Non-wood resources like bamboo offer superior technical suitability for paper production. Bamboo is a member of the grass family, which belongs to the family of Gramineae and sub-family of Bambusoidae and is distributed in subtropical and tropical areas. It presents several advantages over wood, including a shorter growth cycle, self-reproduction, and minimal maintenance and regeneration costs [6,7]. Globally, there are approximately 75 genera and 1250 species of bamboo in the world, which grow very fast and reach maturity within 5 years. The amount of D-cellulose in bamboo is about 40–50%, which is comparable to the amount of D-cellulose in hardwood and softwood [8].

When compared to non-woody fibers such as bagasse, reed, or wheat straw, bamboo’s exceptional qualities like long fiber length and high length-to-diameter ratio make it the preferred choice for paper production [9]. However, it is important to note that bamboo fibers have a shorter length compared to synthetic polymer fibers and softwoods [10]. Therefore, in order to increase the connections between the fibers and improve the mechanical resistance of the produced filter, it is necessary to use special treatments such as cross-linkers and additives [11]. In a study conducted by Peterus et al. [12], it was found that the addition of cationic starch to bamboo pulp increases structural bonding and is effective in improving the structure and mechanical properties of bamboo paper.

In the pulping process, it is better to use eco-friendly methods to prevent environmental damage. While many pulp and paper industries utilize the kraft method, the soda pulping method is known to cause less pollution. Additionally, adding AQ in the pulping process accelerates the degradation of lignin, increases the optical and physical properties, and maintains the performance of the pulp [13]. Studies indicate that when AQ is combined with a surfactant, compared to kraft pulp, the yield of unbleached pulp and pulp viscosity increase by 1.7–2% and 1.1–1.8 CP, respectively [4]. These air filters can be used in air purification from pollutants and dust. Accordingly, the goal of this research was to produce filter paper using the soda pulping method on environmentally friendly fibers instead of synthetic fibers and strengthen it with degradable CS and PVA additives.

-----

• **Task details**: Continue the passage on bamboo filter paper, starting right after its final sentence. The listing is separate material and does not belong to the passage on bamboo filter paper.

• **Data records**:
-----

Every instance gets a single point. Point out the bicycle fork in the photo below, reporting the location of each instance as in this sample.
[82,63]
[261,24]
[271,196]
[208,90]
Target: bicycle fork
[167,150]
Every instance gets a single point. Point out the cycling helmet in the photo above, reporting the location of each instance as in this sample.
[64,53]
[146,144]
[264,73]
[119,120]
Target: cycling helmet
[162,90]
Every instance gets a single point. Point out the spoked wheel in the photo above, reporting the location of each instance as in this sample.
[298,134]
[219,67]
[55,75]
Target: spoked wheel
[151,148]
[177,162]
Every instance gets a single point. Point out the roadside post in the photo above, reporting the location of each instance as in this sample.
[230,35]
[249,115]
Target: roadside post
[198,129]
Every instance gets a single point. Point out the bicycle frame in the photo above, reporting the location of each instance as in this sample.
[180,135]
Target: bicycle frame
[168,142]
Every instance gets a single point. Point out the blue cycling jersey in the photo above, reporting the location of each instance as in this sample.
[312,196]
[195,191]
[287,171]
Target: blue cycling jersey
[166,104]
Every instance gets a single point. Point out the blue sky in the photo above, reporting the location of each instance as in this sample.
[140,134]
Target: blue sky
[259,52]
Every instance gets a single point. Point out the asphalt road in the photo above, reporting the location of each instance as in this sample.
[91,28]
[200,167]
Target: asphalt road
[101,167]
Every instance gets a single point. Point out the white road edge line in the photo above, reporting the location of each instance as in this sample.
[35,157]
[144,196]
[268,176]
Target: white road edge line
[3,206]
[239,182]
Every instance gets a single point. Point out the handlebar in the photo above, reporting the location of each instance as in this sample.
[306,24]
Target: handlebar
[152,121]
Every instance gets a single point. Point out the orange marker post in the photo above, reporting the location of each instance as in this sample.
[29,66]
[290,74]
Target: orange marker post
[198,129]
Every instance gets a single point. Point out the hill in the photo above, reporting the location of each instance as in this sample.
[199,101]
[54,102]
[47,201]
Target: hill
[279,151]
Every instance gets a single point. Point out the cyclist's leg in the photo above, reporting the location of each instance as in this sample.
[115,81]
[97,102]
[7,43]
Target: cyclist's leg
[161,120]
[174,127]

-----

• **Answer to the problem**:
2. Materials and Methods

The raw material used for this study was bamboo stalk of the species Bambusa vulgaris, which was collected from the garden of the Sari Natural Resources faculty (Sari, Mazandaran, Iran). Cationic starch with 0.035 degrees of substitution (DS) was obtained from the Mazandaran wood and paper mill (Sari, Mazandaran, Iran). Other chemicals used in this study were received from E-Merck, Darmstadt, Germany.

2.1. Preparation of Bamboo Chips and Fibers

First, random sampling was performed from bamboo stalks. Internodes were separated from nodes and chopped to the length of 3–4 cm with the same dimensions.

2.2. Pulping Conditions

Pulping was carried out using 25% sodium hydroxide and a ratio of chemical to wood chips of 5:1 over 2 h and at temperatures of 175 and 185 °C. Pulping under different amounts of anthraquinone (AQ) (0, 0.1, and 0.2%) was investigated and the results were compared. After digestion, the pulp was washed till free from residual chemicals, and the pulp yield was measured [14].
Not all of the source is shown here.